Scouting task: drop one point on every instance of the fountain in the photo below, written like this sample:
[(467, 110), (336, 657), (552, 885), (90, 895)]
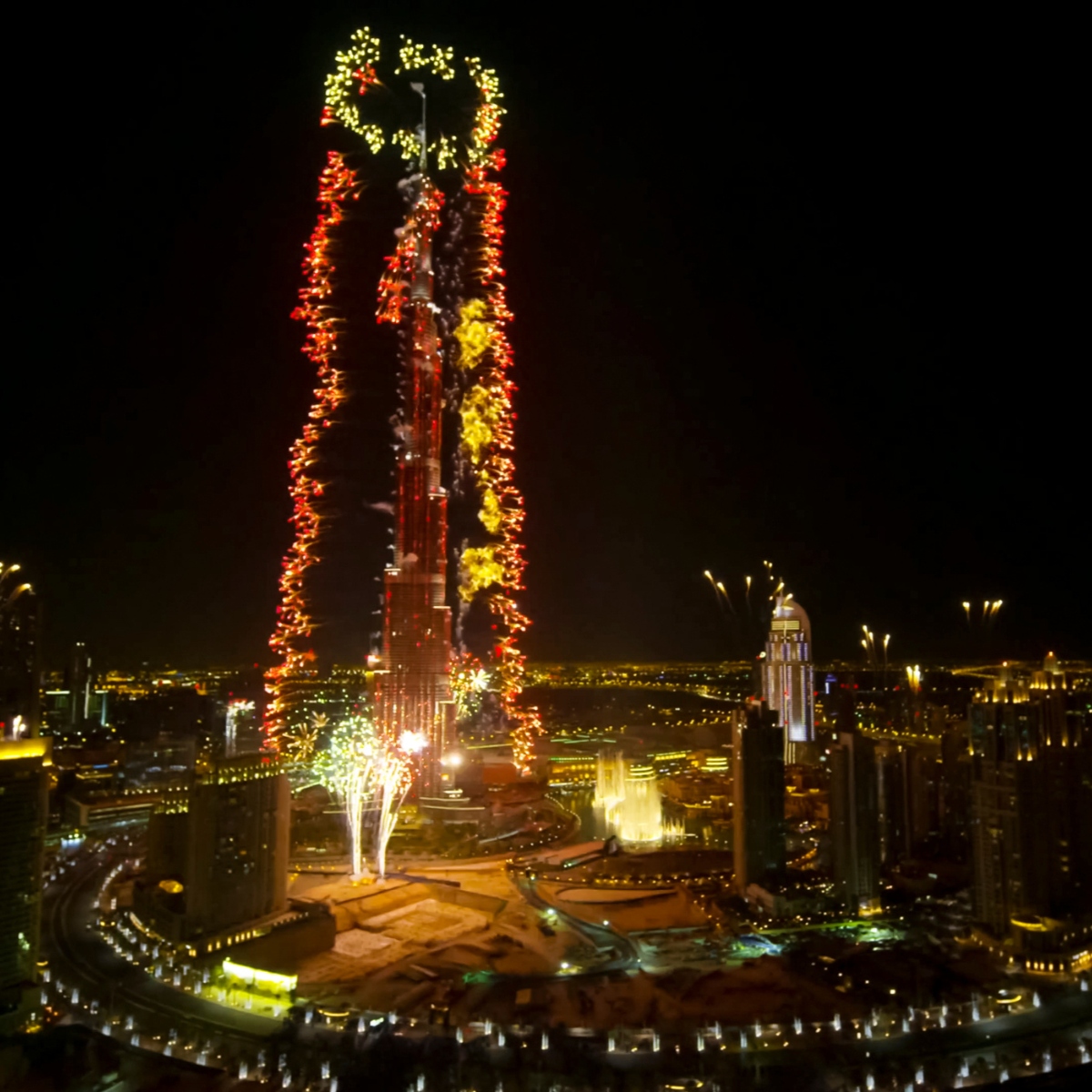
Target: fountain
[(631, 801)]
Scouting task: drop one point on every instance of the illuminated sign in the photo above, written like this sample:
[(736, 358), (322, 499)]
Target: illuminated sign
[(254, 976)]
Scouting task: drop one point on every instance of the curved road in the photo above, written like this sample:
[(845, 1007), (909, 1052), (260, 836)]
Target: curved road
[(79, 956)]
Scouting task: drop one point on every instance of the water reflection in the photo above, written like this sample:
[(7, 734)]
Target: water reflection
[(693, 827)]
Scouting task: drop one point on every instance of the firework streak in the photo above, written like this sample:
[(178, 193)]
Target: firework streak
[(490, 571), (294, 625), (495, 571)]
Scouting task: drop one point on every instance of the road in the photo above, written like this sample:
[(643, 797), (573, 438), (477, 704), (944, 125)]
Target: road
[(79, 956)]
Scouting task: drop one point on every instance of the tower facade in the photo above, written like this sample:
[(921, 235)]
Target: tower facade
[(854, 822), (759, 801), (1031, 793), (20, 669), (787, 675), (25, 816), (218, 850), (413, 686)]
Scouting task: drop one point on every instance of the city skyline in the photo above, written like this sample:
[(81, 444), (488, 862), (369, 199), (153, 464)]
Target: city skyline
[(858, 259), (651, 370)]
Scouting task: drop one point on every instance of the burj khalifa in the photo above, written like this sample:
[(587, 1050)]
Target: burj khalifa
[(413, 688)]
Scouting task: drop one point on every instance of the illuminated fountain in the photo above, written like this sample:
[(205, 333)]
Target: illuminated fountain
[(629, 797)]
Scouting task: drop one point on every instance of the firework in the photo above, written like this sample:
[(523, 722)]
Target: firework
[(393, 771), (349, 767), (294, 625), (490, 571)]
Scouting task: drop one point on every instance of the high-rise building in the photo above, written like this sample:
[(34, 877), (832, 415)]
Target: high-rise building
[(20, 670), (907, 797), (854, 822), (1031, 795), (80, 687), (787, 675), (413, 687), (759, 795), (218, 850), (25, 814)]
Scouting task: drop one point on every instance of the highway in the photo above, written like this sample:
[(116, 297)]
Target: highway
[(77, 956)]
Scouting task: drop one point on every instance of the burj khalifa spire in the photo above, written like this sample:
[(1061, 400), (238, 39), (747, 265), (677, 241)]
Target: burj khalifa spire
[(413, 687)]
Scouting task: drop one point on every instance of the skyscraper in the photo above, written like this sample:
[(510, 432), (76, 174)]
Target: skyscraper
[(1031, 795), (218, 850), (413, 689), (854, 822), (20, 669), (25, 814), (759, 794), (787, 676)]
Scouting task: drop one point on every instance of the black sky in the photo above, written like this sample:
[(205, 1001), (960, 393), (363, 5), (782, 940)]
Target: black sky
[(803, 294)]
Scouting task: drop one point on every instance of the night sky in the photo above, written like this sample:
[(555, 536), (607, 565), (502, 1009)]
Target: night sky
[(809, 298)]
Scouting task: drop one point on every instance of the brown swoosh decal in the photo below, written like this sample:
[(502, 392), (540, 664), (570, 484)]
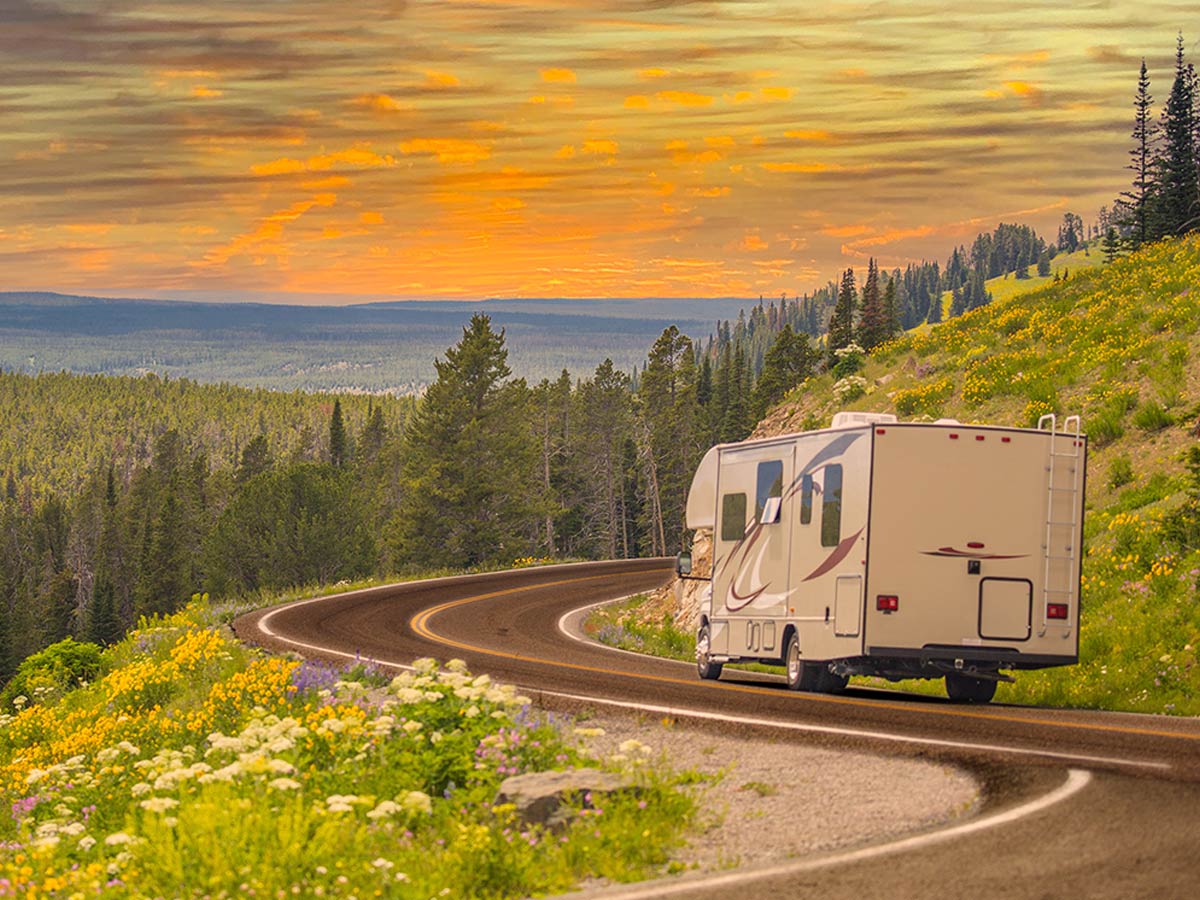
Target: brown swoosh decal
[(744, 600), (840, 552)]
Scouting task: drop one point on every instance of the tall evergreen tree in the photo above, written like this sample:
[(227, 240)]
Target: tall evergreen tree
[(1177, 195), (1141, 162), (789, 361), (873, 325), (472, 492), (670, 436), (841, 324), (339, 454)]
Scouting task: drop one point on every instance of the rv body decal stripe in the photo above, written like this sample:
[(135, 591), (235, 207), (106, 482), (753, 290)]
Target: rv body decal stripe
[(840, 552), (970, 555)]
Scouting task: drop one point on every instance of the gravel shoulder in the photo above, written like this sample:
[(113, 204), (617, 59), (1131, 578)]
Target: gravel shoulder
[(765, 802)]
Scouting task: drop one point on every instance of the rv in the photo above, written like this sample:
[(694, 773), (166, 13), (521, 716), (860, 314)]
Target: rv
[(900, 550)]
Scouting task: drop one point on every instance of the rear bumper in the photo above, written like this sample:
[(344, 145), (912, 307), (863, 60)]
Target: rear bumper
[(995, 657)]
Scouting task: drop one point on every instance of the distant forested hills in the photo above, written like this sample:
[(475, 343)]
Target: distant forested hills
[(379, 348)]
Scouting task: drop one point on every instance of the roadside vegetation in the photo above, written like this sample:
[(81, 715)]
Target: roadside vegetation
[(181, 763), (1116, 345)]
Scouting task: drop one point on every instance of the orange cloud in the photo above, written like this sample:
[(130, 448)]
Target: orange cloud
[(557, 76), (441, 79), (268, 231), (683, 155), (355, 156), (845, 231), (814, 136), (684, 99), (379, 103), (1031, 94), (807, 168), (601, 147), (448, 150)]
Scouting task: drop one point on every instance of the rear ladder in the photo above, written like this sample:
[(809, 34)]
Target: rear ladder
[(1061, 547)]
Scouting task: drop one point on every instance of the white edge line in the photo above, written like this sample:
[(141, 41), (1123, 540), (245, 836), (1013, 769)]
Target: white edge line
[(1077, 780), (684, 713)]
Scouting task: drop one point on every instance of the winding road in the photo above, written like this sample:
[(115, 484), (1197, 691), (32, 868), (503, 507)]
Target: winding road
[(1078, 804)]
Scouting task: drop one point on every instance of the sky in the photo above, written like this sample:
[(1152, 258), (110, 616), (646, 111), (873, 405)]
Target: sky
[(475, 149)]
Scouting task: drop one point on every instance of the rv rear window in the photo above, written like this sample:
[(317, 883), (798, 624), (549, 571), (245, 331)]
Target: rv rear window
[(805, 499), (831, 508), (733, 516), (771, 486)]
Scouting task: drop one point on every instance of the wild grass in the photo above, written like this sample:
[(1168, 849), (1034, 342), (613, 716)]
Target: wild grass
[(191, 766)]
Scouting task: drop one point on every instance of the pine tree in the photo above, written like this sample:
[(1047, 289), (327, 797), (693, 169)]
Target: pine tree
[(472, 486), (891, 311), (789, 361), (873, 325), (337, 444), (1177, 191), (841, 324), (670, 437), (256, 459), (1141, 162)]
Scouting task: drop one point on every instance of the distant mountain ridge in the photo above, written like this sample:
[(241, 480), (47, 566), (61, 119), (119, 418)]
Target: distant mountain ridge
[(376, 347)]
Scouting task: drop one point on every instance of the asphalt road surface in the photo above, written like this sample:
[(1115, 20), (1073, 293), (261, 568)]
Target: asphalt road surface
[(1078, 804)]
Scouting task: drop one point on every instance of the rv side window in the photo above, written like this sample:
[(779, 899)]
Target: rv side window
================================
=== TASK REQUIREMENTS ===
Format every line of the items above as a JSON list of strings, with one string per line and blank lines omitted. Leave out the pictures.

=== ANSWER TO THIS TASK ===
[
  "Scouting task: drop one point on every instance of the fountain in the photo below, written like this sample:",
  "[(467, 110), (336, 657), (552, 885), (90, 895)]",
  "Target: fountain",
  "[(631, 801)]",
  "Scouting task: drop one point on every instance of the illuminated sign in the photo above, written like this sample:",
  "[(736, 358), (322, 499)]",
  "Target: illuminated sign",
  "[(254, 976)]",
  "Scouting task: drop one point on every instance of the curved road in the photo above, written like this sample:",
  "[(845, 1007), (909, 1052), (260, 836)]",
  "Target: curved road",
  "[(79, 956)]",
  "Scouting task: drop one point on every instance of the water reflection in the photo above, written like this sample:",
  "[(7, 734)]",
  "Target: water reflection",
  "[(693, 827)]",
  "Scouting task: drop one point on every instance of the firework streak in the photo above, written like this sample:",
  "[(178, 193)]",
  "Target: firework streak",
  "[(490, 571), (294, 625), (495, 571)]",
  "Scouting task: drop one point on every instance of the road in the photo above, written like this sample:",
  "[(643, 797), (573, 438), (477, 704), (944, 125)]",
  "Target: road",
  "[(79, 956)]",
  "Scouting task: drop one point on every instance of the tower facade in the photo above, written like this sample:",
  "[(921, 235)]",
  "Target: tower facade",
  "[(854, 822), (759, 801), (1031, 793), (20, 669), (787, 675), (25, 816), (218, 850), (413, 686)]",
  "Scouting task: drop one point on every instance of the city skyline in the photo above, written like this sample:",
  "[(81, 444), (488, 862), (369, 199), (153, 464)]",
  "Target: city skyline",
  "[(858, 259), (651, 370)]",
  "Scouting task: drop one point on every instance of the burj khalifa in the photo above, written like this sample:",
  "[(587, 1050)]",
  "Target: burj khalifa",
  "[(413, 688)]",
  "Scouting task: drop one point on every instance of the illuminated fountain in the photo above, written like this sample:",
  "[(205, 333)]",
  "Target: illuminated fountain",
  "[(629, 797)]",
  "Scouting task: drop one point on every instance of the firework in the photo above, written like this sample:",
  "[(523, 722)]",
  "Target: firework",
  "[(393, 771), (349, 767), (294, 625), (490, 571)]",
  "Scouting task: drop one point on every instance of the high-rise building in the photo above, written like this sample:",
  "[(34, 877), (832, 415)]",
  "Target: high-rise building",
  "[(20, 670), (907, 797), (854, 822), (1031, 795), (80, 687), (787, 675), (413, 687), (759, 795), (218, 850), (25, 814)]",
  "Scouting task: drop one point on every instance of the highway in the photo above, written like this sample:",
  "[(116, 297)]",
  "Target: highway",
  "[(77, 956)]",
  "Scouting task: drop one point on every instance of the burj khalifa spire in the photo above, written like this sample:",
  "[(1061, 400), (238, 39), (747, 265), (677, 241)]",
  "Target: burj khalifa spire",
  "[(413, 687)]",
  "Scouting task: drop one point on every instance of the skyscraper in the photo above, written like this sample:",
  "[(510, 432), (76, 174)]",
  "Target: skyscraper",
  "[(1031, 795), (218, 850), (413, 689), (854, 822), (20, 669), (25, 814), (759, 794), (787, 676)]",
  "Scouting task: drop one point on every instance of the black sky in the photo above, written like this sample:",
  "[(205, 1001), (960, 393), (363, 5), (782, 940)]",
  "Target: black sky",
  "[(803, 294)]",
  "Scouting task: drop one point on every instance of the night sky in the photo above, written like this sample:",
  "[(555, 536), (607, 565), (502, 1009)]",
  "Target: night sky",
  "[(809, 298)]",
  "Scouting task: drop one point on every instance of the brown swoosh decal in the photo below, written like this sample:",
  "[(502, 392), (540, 664), (570, 484)]",
  "Target: brown swoosh decal",
  "[(744, 600), (840, 552)]",
  "Scouting task: drop one point on every instance of the tall evergreen tree in the photo above, written like this sample:",
  "[(227, 240)]",
  "Target: tall evergreen tree",
  "[(1177, 195), (1141, 162), (789, 361), (873, 325), (472, 492), (670, 436), (841, 324), (339, 454)]",
  "Scouting task: drop one point on every instance of the rv body decal stripe in the photo above, written like this sample:",
  "[(135, 591), (235, 207), (106, 482), (753, 290)]",
  "Target: rv body decal stripe",
  "[(840, 552), (970, 555)]",
  "Scouting task: drop one point on every instance of the gravel shoulder in the photo above, written like this sample:",
  "[(113, 204), (617, 59), (1131, 578)]",
  "Target: gravel shoulder",
  "[(765, 802)]",
  "Scouting task: drop one point on every instance of the rv in the photo above, written like this sample:",
  "[(694, 773), (166, 13), (521, 716), (860, 314)]",
  "Target: rv",
  "[(900, 550)]",
  "Scouting task: drop one point on every instance of the rear bumper in the photo above, written like this sample:",
  "[(344, 145), (912, 307), (863, 60)]",
  "Target: rear bumper",
  "[(995, 657)]",
  "Scouting task: drop one point on every instance of the distant forested hills in the photo above, written like this sample:",
  "[(475, 343)]",
  "Target: distant forested hills",
  "[(379, 348)]",
  "Scouting task: drop one point on every instance of the roadside vegetation in the photo above, written like this sample:",
  "[(81, 715)]",
  "Target: roadside vegetation",
  "[(181, 763), (1116, 345)]",
  "Scouting task: drop one point on every instance of the orange cloud in the photo above, written like this sample:",
  "[(130, 448)]",
  "Target: orange cloud",
  "[(557, 76), (441, 79), (268, 231), (683, 155), (355, 156), (845, 231), (814, 136), (684, 99), (379, 103), (1031, 94), (807, 168), (601, 147), (448, 150)]",
  "Scouting task: drop one point on every instance of the rear ladder in the photo above, written like this sample:",
  "[(809, 34)]",
  "Target: rear ladder",
  "[(1061, 547)]",
  "Scouting task: drop one point on every instance of the white edge line in the photo above, written like this sample:",
  "[(141, 41), (1123, 540), (245, 836), (1013, 769)]",
  "Target: white edge line",
  "[(1077, 780), (684, 713)]",
  "Scouting task: drop one point on every instance of the winding road in the photo above, written like this sample:",
  "[(115, 484), (1197, 691), (32, 868), (503, 507)]",
  "Target: winding road",
  "[(1078, 804)]",
  "Scouting task: drop one point on every instance of the sky in the photo above, written like this sample:",
  "[(1152, 258), (110, 616), (646, 111), (873, 405)]",
  "Target: sky",
  "[(475, 149)]",
  "Scouting task: drop one point on every instance of the rv rear window in the photo above, written like this sample:",
  "[(317, 883), (798, 624), (549, 571), (245, 331)]",
  "Target: rv rear window",
  "[(805, 499), (831, 508), (733, 516), (771, 486)]",
  "Scouting task: drop one point on every instance of the wild grass in the photo above, written like this sample:",
  "[(1168, 849), (1034, 342), (613, 716)]",
  "Target: wild grass",
  "[(191, 766)]",
  "Scouting task: drop one point on every instance of the pine tree in the photo above, written like this sample:",
  "[(1047, 289), (327, 797), (693, 169)]",
  "Target: pine tree",
  "[(472, 486), (891, 311), (789, 361), (873, 325), (337, 444), (1177, 191), (841, 324), (670, 437), (256, 459), (1141, 162)]",
  "Scouting task: drop one point on every instance of the distant mountain ridge in the photo above, written like this sample:",
  "[(241, 480), (47, 566), (61, 119), (119, 418)]",
  "Target: distant mountain ridge",
  "[(376, 347)]",
  "Scouting task: drop one point on every instance of the asphalt road surface in the photo above, written like this sample:",
  "[(1115, 20), (1073, 293), (261, 568)]",
  "Target: asphalt road surface",
  "[(1078, 804)]",
  "Scouting task: drop one point on every instance of the rv side window in the photo above, written like this sample:",
  "[(779, 899)]",
  "Target: rv side window"
]